§ **Records**:
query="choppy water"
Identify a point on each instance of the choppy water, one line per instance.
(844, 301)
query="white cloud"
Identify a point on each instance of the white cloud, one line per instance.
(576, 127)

§ **Task goal**:
Give the data back in full, exactly as written.

§ **Response below**:
query="choppy water"
Identify a point on each instance of the choppy water, one line per instance.
(844, 301)
query="white cloud"
Identify a point on each instance of the white cloud, one line per instance.
(576, 127)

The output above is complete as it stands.